[[ RECORDS PROVIDED open ]]
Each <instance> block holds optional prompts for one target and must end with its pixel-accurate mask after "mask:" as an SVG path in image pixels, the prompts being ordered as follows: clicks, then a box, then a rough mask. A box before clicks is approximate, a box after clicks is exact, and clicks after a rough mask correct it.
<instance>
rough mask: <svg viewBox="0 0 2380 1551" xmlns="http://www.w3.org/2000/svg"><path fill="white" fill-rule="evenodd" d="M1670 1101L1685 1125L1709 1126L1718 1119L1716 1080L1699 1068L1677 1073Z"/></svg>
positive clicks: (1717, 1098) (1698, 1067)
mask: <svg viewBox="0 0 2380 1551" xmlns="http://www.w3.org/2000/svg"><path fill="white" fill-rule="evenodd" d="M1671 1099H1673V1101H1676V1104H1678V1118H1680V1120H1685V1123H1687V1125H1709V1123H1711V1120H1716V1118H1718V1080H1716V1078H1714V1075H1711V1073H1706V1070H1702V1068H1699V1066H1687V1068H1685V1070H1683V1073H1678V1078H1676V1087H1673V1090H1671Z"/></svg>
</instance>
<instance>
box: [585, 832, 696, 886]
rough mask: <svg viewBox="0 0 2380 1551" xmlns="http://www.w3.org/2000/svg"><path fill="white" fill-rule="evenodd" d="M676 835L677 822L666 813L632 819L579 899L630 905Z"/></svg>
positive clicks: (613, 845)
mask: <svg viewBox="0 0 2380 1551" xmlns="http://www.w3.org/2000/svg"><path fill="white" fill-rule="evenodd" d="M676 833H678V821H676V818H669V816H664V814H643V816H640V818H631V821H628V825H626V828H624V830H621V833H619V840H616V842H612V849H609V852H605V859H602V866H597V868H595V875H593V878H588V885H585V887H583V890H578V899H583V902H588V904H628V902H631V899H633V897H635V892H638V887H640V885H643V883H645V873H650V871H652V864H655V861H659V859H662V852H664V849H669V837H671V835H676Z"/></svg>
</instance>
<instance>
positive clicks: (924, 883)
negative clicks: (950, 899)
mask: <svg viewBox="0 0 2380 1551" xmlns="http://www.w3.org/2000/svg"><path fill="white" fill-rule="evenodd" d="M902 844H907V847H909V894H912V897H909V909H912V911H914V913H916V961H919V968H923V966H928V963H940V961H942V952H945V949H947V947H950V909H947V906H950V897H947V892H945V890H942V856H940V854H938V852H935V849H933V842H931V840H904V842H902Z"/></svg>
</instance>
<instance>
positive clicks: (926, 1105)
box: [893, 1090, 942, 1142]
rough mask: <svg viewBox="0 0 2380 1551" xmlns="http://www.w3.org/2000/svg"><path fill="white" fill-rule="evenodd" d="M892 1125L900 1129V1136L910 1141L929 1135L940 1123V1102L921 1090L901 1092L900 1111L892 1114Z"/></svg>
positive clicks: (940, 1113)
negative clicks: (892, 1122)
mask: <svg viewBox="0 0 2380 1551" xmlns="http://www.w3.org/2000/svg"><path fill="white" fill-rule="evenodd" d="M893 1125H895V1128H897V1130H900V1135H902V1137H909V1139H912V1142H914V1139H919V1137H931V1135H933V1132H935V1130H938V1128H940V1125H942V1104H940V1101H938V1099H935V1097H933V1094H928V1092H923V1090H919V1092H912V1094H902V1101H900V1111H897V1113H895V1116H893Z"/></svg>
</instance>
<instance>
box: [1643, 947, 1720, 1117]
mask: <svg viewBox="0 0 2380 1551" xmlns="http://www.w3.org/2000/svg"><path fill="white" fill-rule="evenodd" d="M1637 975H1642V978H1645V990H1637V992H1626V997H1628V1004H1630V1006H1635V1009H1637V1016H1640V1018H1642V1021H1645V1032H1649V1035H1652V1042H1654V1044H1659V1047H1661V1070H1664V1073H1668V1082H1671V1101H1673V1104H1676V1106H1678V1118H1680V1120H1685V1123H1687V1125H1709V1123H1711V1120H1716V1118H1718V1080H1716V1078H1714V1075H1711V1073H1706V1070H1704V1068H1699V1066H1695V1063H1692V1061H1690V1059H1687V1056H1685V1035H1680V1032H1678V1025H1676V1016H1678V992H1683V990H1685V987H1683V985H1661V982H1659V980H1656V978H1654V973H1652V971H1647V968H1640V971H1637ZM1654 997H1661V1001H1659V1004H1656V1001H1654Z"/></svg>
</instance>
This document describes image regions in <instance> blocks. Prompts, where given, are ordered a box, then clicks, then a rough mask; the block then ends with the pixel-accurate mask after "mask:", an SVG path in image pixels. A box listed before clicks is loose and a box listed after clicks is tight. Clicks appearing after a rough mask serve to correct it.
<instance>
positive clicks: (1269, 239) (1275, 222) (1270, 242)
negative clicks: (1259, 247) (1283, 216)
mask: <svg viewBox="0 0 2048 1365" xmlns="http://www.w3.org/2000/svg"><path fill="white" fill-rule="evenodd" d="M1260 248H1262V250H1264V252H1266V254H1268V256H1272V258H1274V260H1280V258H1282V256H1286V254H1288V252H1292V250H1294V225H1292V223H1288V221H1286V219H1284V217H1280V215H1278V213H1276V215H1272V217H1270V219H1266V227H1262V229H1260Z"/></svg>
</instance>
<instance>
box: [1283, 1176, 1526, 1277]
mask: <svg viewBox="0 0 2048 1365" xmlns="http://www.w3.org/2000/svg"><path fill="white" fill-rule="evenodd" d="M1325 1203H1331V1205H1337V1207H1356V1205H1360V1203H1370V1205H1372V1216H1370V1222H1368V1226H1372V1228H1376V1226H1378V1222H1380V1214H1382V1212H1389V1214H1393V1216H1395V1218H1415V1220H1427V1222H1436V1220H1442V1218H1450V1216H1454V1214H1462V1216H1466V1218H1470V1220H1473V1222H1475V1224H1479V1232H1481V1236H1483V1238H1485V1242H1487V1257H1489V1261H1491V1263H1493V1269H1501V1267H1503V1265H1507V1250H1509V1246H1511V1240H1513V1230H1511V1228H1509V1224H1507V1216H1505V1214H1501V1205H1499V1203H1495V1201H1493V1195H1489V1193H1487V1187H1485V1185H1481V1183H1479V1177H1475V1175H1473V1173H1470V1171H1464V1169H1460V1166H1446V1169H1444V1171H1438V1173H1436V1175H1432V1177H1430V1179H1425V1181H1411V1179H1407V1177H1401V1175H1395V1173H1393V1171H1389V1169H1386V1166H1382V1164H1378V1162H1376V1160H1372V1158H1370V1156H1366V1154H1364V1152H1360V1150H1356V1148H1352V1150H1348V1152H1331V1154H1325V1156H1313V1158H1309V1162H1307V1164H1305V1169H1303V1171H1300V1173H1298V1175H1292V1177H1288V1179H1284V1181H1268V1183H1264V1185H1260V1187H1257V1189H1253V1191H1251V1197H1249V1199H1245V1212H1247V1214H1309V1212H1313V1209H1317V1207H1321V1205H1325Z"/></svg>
[[ RECORDS PROVIDED closed ]]
→ PROBLEM TO WORK ON: Tally every line in the listing above that contains "image", then state only the total.

→ OUTPUT FOR THIS TASK: 2